-- Opening Marker --

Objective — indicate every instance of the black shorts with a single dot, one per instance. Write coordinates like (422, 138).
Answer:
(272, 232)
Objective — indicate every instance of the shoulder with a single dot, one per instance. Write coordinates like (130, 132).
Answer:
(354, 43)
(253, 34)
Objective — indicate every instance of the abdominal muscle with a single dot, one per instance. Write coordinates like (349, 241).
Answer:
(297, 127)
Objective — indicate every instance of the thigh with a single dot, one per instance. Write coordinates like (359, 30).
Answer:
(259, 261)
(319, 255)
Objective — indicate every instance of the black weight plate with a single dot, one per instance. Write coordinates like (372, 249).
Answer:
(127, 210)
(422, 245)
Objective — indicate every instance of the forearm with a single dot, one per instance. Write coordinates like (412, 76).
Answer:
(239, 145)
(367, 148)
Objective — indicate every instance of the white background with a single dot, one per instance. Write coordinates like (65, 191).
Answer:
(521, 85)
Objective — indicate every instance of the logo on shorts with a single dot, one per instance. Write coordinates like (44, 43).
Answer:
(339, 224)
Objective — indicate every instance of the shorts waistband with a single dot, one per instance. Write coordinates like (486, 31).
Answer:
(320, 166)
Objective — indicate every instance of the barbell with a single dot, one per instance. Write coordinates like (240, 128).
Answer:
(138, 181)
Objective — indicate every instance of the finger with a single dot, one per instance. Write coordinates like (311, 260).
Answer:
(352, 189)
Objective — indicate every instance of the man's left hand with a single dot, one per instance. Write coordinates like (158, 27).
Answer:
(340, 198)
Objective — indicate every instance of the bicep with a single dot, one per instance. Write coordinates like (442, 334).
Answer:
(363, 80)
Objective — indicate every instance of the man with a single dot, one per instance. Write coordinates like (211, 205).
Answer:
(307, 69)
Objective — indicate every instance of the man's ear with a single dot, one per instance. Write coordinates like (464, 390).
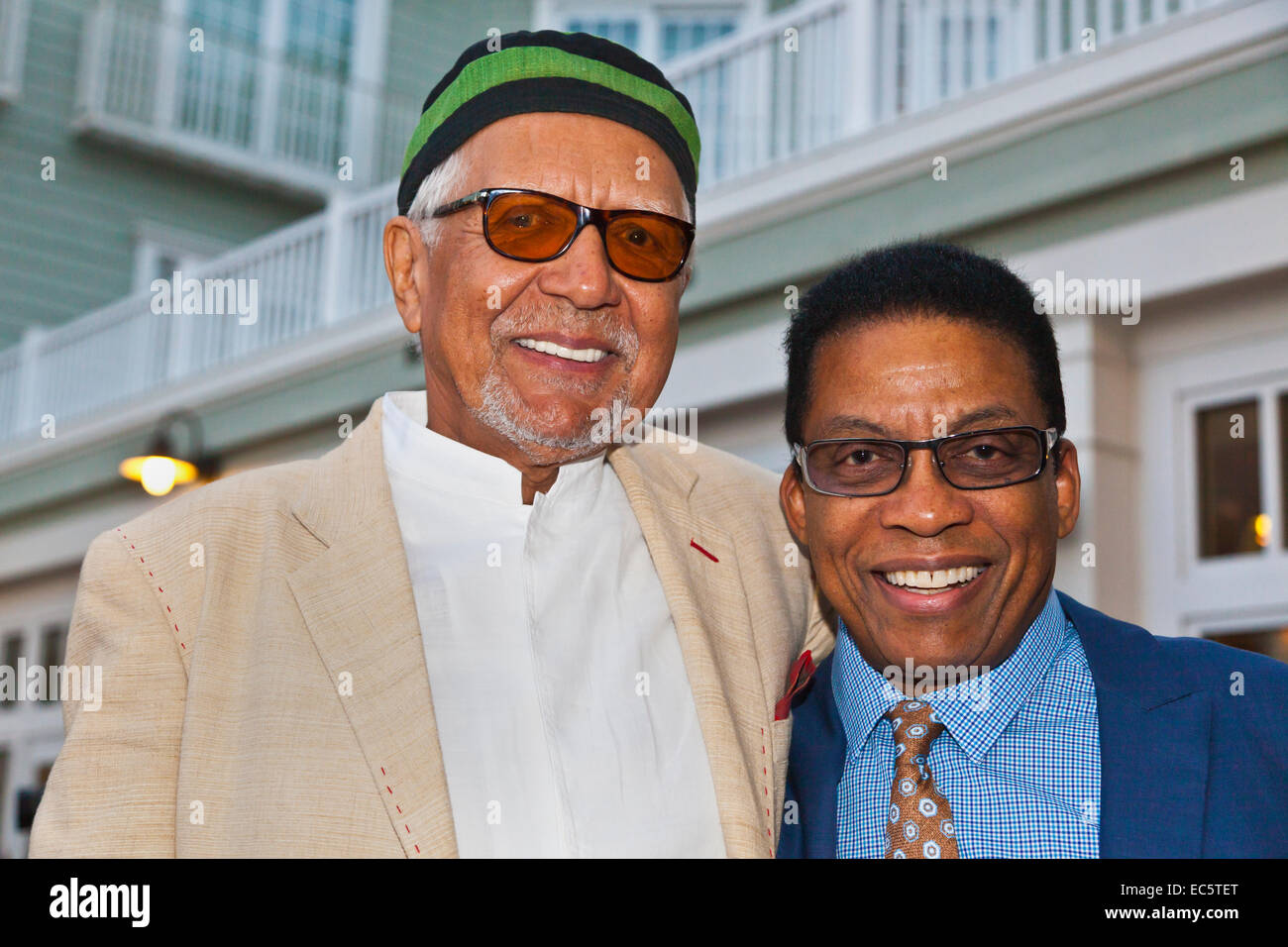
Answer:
(791, 495)
(407, 268)
(1068, 484)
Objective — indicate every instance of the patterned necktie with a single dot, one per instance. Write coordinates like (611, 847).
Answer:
(921, 823)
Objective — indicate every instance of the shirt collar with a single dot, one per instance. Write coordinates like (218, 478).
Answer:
(452, 468)
(974, 711)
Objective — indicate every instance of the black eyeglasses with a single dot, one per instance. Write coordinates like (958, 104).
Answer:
(537, 227)
(974, 460)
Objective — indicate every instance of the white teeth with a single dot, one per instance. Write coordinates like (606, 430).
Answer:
(939, 579)
(553, 350)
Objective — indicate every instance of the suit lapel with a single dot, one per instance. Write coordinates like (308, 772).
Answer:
(1154, 729)
(697, 564)
(357, 603)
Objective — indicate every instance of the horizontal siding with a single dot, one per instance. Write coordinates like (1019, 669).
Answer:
(67, 247)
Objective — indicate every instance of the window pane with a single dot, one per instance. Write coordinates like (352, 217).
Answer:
(12, 650)
(1283, 466)
(1270, 641)
(52, 644)
(683, 33)
(622, 31)
(1231, 517)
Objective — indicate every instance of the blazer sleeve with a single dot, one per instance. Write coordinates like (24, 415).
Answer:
(112, 789)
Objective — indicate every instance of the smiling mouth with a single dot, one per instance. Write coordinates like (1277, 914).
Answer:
(550, 348)
(923, 582)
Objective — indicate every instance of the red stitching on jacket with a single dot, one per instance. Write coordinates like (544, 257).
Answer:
(168, 611)
(406, 827)
(695, 544)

-- Closing Marker --

▶ **WHAT YOU ARE ASKED TO DO**:
The entire listing above, minus its pictures, should be copied out exactly.

▶ **WRITTEN ANSWER**:
Objective — indicate every instance of the black shorts with a single dot, one per instance. Write coordinates like (422, 138).
Answer:
(272, 232)
Objective — indicate every instance of the shoulder with a single dot, one per instance. Write coordinates like (130, 132).
Answer:
(354, 43)
(253, 34)
Objective — indicate every instance of the abdominal muscle with a single dot, one per instance. Write coordinates like (349, 241).
Answer:
(297, 127)
Objective — indicate every instance of the thigh with a single dot, one per instance. Write coordinates like (359, 30).
Answer:
(259, 261)
(319, 255)
Objective — indicate every instance of the black weight plate with a single dot, one per instance. Write coordinates like (372, 249).
Answer:
(127, 210)
(422, 245)
Objective — indicate every instance of the forearm with a single dot, one per instance. Write coordinates like (412, 76).
Answer:
(239, 145)
(367, 148)
Objective — indicate every instance of the white background with a single dot, one per instance. Write coordinates like (65, 191).
Answer:
(521, 85)
Objective — indicate every instance of the logo on shorts with a single dot, one per instance. Write coordinates like (44, 43).
Answer:
(339, 224)
Objective — indicate every instance of the shorts waistband with a single dot, one per instance. Write coordinates like (486, 31).
Answer:
(320, 166)
Objective — indicate every instance of the barbell with a single dot, one per instance. Write coordinates like (240, 128).
Answer:
(138, 181)
Objective — indicate every instance of the finger with a single dot, one per instance. Write coordinates like (311, 260).
Answer:
(352, 189)
Objective — indicate every instance of the man's left hand with a single dot, one per instance. Write coordinates like (158, 27).
Answer:
(340, 198)
Objective — indicate every instance of the bicep with a single dot, one per instance. Write coordinates like (442, 334).
Answer:
(363, 80)
Objective — indicate every instance of the man with a single dot, one per instance. Write coordinates like (211, 205).
Answer:
(307, 69)
Objective — indicate every instance of the man's ear with a single dot, one per instance. Write coordinates like (464, 390).
Answer:
(791, 495)
(407, 268)
(1068, 484)
Objective — indicate every instance of the patterned necktie with a single dot, one per instance. Write coordinates like (611, 847).
Answer:
(921, 823)
Objective — indicate every instance of the shirt collar with a single dot, one per instance. Write coordinates like (218, 478).
Answer:
(452, 468)
(974, 711)
Objective — indicate every instance of the black eyeglasses with a single dot, one per instance. Write coordinates like (958, 104).
Answer:
(537, 227)
(974, 460)
Objective — indicate every instance of the white teeth with a single dot, one per instance. Write coordinates like (606, 430).
Answer:
(939, 579)
(553, 350)
Objective — indicate every instance of the suit lapel with a single dot, one per instance. Write coordinates like (308, 772).
Answer:
(1154, 729)
(697, 564)
(357, 603)
Objective — indicate every instance of the horizontal siding with a single dot, one per instance. Write coordinates like (1019, 669).
Answer:
(67, 247)
Objective — indicate every instance of the window pane with a single dot, one per instance. Write coordinates like (352, 217).
Answer:
(12, 650)
(1283, 466)
(1270, 641)
(52, 644)
(683, 33)
(622, 31)
(1231, 517)
Objective — indicate every instance of the blazer sleeve with a single dot, one per instance. Write coordinates like (24, 415).
Answer:
(112, 789)
Objective — indicate every instance of the smiling mouth with a single dot, one per instance. Write coordinates like (1277, 914).
Answer:
(550, 348)
(923, 582)
Objective — indicate every instance of the red stitching on jacket with a single dot, one per instance. Write coordinates like (544, 257).
Answer:
(168, 611)
(406, 827)
(695, 544)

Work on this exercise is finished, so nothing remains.